= WORK ITEM =
Lines below containing the word "cricket" should be copied out.
┌──
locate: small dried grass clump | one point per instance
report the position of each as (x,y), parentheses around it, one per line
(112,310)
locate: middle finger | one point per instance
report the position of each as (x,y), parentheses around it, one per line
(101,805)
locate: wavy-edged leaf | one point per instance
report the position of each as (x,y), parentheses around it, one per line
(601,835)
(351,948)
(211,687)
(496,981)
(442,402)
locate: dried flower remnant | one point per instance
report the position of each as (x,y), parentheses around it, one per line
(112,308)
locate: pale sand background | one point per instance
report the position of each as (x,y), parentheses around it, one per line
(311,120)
└──
┌──
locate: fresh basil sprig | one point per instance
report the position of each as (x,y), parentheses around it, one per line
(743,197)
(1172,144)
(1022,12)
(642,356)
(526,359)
└──
┌──
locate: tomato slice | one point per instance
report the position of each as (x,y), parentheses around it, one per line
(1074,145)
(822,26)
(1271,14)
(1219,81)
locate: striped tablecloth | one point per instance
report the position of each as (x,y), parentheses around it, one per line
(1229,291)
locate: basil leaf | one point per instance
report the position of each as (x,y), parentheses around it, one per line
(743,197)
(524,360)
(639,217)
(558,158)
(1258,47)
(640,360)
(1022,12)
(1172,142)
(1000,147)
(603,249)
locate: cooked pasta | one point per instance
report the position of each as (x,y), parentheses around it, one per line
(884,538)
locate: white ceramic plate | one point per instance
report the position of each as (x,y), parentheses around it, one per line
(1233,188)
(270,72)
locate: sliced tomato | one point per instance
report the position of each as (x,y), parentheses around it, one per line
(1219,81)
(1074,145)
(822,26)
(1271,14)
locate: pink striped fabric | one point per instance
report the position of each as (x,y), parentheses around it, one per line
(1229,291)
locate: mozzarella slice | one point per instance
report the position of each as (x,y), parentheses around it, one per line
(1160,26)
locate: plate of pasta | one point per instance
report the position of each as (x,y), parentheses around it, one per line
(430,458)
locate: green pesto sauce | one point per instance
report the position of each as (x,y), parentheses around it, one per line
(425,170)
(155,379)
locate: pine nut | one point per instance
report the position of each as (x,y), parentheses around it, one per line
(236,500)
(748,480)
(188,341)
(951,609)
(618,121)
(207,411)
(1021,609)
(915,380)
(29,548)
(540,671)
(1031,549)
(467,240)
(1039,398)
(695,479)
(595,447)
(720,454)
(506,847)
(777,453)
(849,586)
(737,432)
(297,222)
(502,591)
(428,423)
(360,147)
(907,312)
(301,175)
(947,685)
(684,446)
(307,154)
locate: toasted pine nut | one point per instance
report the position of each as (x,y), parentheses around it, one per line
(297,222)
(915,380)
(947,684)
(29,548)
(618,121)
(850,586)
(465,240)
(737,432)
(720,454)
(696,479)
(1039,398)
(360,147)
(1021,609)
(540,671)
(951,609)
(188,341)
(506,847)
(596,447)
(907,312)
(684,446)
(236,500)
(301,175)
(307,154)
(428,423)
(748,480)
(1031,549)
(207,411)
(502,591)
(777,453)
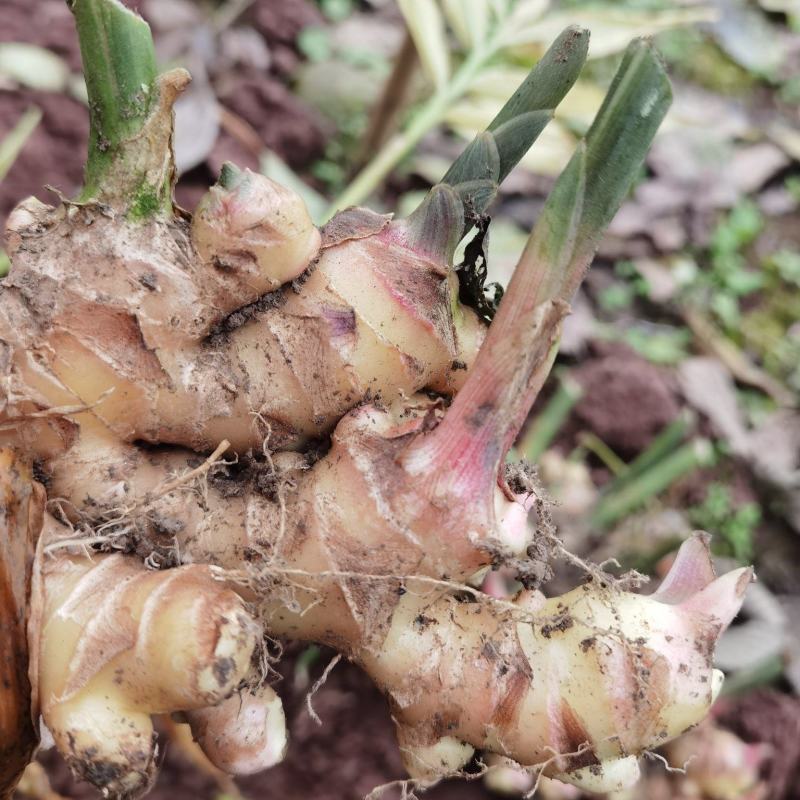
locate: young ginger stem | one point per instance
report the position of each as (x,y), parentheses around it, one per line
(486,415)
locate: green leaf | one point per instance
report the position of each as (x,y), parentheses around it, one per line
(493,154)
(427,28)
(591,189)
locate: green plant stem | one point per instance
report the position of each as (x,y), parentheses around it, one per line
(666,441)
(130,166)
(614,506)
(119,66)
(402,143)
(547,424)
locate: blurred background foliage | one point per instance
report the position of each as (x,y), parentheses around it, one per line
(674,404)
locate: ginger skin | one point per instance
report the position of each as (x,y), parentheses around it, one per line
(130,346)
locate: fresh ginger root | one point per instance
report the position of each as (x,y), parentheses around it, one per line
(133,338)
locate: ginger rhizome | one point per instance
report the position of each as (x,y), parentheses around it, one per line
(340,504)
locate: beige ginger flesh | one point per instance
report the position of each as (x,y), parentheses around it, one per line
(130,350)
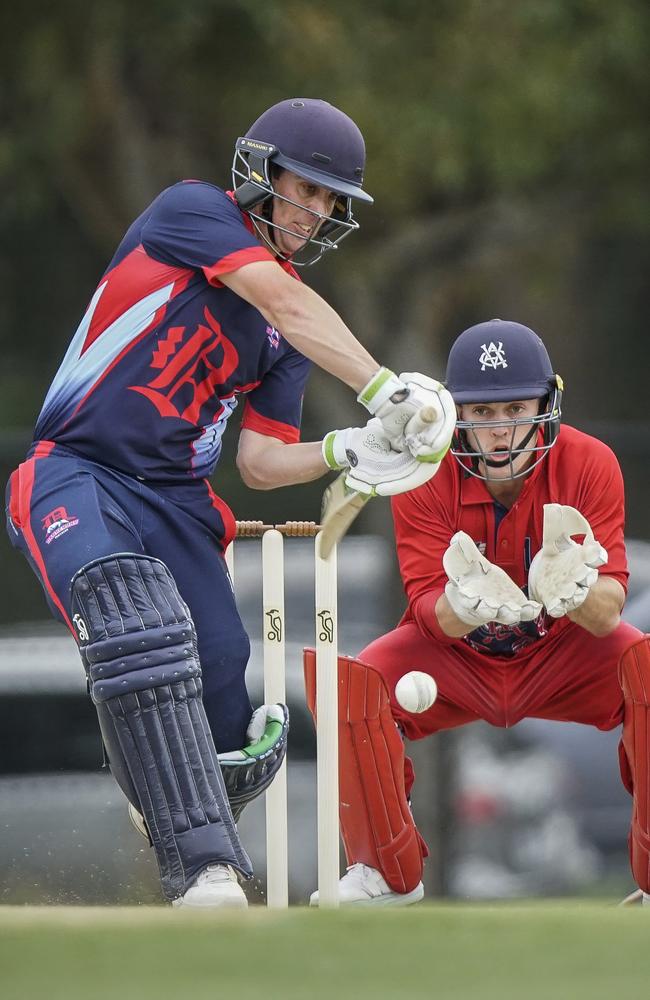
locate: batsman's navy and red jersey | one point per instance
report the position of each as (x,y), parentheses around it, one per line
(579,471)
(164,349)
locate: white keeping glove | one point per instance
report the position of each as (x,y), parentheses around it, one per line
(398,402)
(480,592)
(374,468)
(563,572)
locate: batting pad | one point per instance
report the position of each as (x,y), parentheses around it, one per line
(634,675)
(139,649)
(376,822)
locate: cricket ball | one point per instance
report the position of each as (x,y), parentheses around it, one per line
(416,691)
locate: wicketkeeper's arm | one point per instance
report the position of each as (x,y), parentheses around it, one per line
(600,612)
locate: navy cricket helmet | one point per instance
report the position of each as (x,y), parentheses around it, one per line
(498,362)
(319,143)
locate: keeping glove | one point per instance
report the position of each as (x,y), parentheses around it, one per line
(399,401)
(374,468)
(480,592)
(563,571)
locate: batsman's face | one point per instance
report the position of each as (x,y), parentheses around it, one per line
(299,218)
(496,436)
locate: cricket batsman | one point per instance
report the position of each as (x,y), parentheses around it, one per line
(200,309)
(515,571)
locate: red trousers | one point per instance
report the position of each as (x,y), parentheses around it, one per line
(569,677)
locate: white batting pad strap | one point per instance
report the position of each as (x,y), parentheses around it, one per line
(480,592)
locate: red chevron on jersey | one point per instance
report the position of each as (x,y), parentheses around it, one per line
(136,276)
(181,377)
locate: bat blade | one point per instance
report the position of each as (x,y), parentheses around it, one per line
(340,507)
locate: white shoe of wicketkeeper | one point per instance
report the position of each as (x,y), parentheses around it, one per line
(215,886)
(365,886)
└──
= OUTPUT OF THE TASK =
locate: cricket ball | one point per instance
locate: navy cricket helmet | one point per instance
locate: cricket batsman | one point per instance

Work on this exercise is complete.